───── EXTRACTED INFORMATION

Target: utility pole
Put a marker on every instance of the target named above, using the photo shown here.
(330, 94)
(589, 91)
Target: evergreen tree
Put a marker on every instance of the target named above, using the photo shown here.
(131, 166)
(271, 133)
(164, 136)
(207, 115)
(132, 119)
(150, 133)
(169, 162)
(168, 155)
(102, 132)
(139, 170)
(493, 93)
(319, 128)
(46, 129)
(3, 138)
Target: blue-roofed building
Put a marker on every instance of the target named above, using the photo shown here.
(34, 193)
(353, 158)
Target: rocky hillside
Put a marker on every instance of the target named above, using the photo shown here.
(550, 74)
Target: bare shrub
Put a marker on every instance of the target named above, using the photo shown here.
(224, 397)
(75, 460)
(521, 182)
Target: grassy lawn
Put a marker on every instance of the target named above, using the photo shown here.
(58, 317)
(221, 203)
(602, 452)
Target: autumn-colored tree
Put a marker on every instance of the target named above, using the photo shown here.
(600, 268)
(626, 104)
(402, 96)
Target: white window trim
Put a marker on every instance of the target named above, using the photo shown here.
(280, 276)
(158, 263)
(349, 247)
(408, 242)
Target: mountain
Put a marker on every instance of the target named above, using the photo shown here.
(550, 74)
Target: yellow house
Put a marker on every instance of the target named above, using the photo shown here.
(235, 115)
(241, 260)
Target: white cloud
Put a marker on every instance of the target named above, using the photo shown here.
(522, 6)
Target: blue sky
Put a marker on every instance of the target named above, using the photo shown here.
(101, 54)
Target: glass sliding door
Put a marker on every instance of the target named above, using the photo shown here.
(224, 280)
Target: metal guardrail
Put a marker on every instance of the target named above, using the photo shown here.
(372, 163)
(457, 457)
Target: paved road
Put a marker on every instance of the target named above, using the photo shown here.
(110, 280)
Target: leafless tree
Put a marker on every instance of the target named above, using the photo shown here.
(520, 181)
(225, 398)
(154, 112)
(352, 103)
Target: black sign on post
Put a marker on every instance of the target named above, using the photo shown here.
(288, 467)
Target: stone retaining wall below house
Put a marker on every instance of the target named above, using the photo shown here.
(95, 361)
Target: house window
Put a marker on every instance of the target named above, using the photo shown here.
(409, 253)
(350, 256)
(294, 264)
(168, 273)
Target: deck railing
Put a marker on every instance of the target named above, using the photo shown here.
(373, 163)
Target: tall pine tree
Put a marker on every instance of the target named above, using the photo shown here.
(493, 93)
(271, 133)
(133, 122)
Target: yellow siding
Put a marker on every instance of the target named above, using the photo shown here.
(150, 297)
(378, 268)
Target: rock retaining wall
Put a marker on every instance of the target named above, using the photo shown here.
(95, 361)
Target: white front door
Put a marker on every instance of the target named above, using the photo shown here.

──────────

* **TASK TO COMPLETE**: Please copy each line of the material that has the string "blue" somewhere in it.

* **EXERCISE RESPONSE**:
Target: blue-roofed building
Target: blue sky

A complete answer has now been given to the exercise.